Rewrite every line of the entries below, replacing each occurrence of "drop a marker" with "place a point" and leaving everything else unchanged.
BEGIN Given records
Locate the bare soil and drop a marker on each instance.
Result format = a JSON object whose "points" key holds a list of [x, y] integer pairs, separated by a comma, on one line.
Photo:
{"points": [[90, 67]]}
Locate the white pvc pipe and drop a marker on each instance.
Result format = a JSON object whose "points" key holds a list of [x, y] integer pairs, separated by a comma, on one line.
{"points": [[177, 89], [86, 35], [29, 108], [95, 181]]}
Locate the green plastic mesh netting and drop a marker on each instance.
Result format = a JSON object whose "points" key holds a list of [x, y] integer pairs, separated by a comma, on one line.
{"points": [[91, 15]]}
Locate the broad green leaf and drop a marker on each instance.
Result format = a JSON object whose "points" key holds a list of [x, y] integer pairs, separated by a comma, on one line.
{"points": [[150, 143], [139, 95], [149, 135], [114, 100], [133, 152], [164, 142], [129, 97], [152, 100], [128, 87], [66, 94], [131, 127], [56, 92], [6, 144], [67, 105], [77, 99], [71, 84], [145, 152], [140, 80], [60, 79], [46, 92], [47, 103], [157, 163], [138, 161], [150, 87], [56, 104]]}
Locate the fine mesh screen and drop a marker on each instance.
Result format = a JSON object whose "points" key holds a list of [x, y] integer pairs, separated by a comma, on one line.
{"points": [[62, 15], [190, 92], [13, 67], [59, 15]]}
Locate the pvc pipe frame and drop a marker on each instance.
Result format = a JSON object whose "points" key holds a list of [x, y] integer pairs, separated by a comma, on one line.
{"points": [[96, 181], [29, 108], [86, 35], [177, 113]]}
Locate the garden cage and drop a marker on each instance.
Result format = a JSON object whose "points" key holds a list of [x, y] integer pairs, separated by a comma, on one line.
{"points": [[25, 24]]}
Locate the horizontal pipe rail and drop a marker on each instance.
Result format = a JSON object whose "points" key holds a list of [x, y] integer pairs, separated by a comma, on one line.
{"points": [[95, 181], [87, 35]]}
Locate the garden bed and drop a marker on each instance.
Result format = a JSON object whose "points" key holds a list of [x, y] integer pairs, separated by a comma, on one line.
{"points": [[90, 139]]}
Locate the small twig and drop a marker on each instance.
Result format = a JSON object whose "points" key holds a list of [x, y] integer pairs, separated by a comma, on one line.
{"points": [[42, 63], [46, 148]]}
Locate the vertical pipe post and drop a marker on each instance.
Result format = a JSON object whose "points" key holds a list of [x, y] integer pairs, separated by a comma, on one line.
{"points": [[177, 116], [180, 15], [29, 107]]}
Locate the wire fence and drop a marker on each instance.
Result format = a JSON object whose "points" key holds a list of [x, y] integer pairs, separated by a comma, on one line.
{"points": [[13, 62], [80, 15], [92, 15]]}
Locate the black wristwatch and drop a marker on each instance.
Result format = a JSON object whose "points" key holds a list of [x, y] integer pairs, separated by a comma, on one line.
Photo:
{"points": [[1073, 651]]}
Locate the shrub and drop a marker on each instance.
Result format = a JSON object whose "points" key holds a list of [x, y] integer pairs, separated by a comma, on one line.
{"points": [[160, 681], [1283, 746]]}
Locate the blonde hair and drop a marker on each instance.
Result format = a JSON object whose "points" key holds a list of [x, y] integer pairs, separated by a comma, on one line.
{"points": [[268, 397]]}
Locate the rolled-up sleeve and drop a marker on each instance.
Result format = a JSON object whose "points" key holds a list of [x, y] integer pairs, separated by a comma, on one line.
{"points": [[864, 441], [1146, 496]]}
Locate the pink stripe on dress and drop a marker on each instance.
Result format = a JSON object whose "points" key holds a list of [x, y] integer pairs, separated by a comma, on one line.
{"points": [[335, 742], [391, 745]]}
END Given records
- **Final answer**:
Locate the bare soil and place a point on each instance.
Result format = a JSON object whose "points" key holds a list of [x, y] integer pairs, separated by a comma, on one line.
Photo:
{"points": [[90, 67]]}
Locate the white pvc pipe and place a point on each instance.
Result format = a JSON object whose "points" key holds a list of [x, y] integer pairs, separated by a comma, on one line.
{"points": [[177, 89], [86, 35], [29, 108], [95, 181]]}
Locate the green plastic mesh netting and place a point on each instance.
Result format = a JSON object whose "points" key holds a list of [x, y] integer pairs, separated by a comma, on one line.
{"points": [[91, 15]]}
Locate the broad green leaf and place a point on each instance.
Result format = a JSON object whose "points" key holds a list of [x, y] integer pairs, separated by a comma, on one line.
{"points": [[150, 143], [139, 95], [149, 135], [114, 100], [133, 152], [164, 142], [129, 97], [152, 100], [128, 87], [66, 94], [131, 127], [56, 92], [6, 144], [67, 105], [77, 99], [71, 84], [145, 152], [140, 80], [60, 79], [46, 92], [47, 103], [157, 163], [138, 161], [150, 87], [56, 104]]}
Locate the fine mesh screen and place a point on each instance.
Result format = a JSON object whose "points" key holds a list of [x, y] integer pairs, separated by a comma, on one line.
{"points": [[62, 15], [190, 92], [13, 67], [59, 15]]}
Locate the pvc pipe frame and place a point on each instance.
Result format = a JSON object whose "points" key holds a list of [x, y] integer pairs, separated by a comma, on one line.
{"points": [[96, 181], [29, 108], [86, 35], [177, 113]]}
Locate the garden cage and place a point on each instance.
Result format = a JSON object whose "points" key holds a list of [x, y] integer pairs, separated by a comma, on one line.
{"points": [[25, 24]]}
Locate the horizontal pipe rail and place a point on each instance.
Result format = a JSON object whose "points" key holds a list of [x, y] integer pairs, separated by a comma, on one line.
{"points": [[95, 181], [87, 35]]}
Locate the garden bed and place a point on each instance.
Result format = a JSON object whose "points" key holds a list of [x, y] integer pairs, separated by a comma, on one line.
{"points": [[90, 139]]}
Locate the small twig and place a point on each instance.
Result format = a JSON object whose "points" key holds a list of [x, y] integer pairs, separated by a comma, on one line.
{"points": [[42, 63], [46, 148]]}
Locate the vertical pipe post and place a point on each instance.
Result format = a JSON object whose "points" key holds a list of [x, y] integer pairs, separated by a comma, on one line.
{"points": [[177, 116], [180, 15], [29, 107]]}
Locate the wire fence and place a point on each instance.
Result format = a JSON object whose "points" key holds a list of [x, y] integer pairs, separated by a comma, on one line.
{"points": [[13, 62], [80, 15], [92, 15]]}
Locate the black wristwatch and place a point on each instance.
Result format = a JSON object whose "points" key holds a list of [x, y] integer pairs, separated by a comma, on one line.
Photo:
{"points": [[1073, 651]]}
Locate the shrub and place a point on each instance.
Result format = a JSON object whose "points" key holds a list of [x, y] integer pairs, separated by a comma, on one line.
{"points": [[160, 681], [1283, 746]]}
Locate the blonde hair and place a point on each instance.
Result format = a JSON object whose "points" key holds a list of [x, y] integer pairs, separated by a comma, on one line.
{"points": [[268, 397]]}
Locate the rolled-up sleeve and place a point on each instance.
Result format = a JSON object whose "points" key holds a list of [x, y] integer pairs, separated by a comma, on one line.
{"points": [[864, 441], [1146, 496]]}
Locate the pink stripe on dress and place a point on each instance.
Result format = a JSON object whose "points" key holds a list of [x, y] integer pairs, separated by a comma, on one line.
{"points": [[335, 742], [391, 745]]}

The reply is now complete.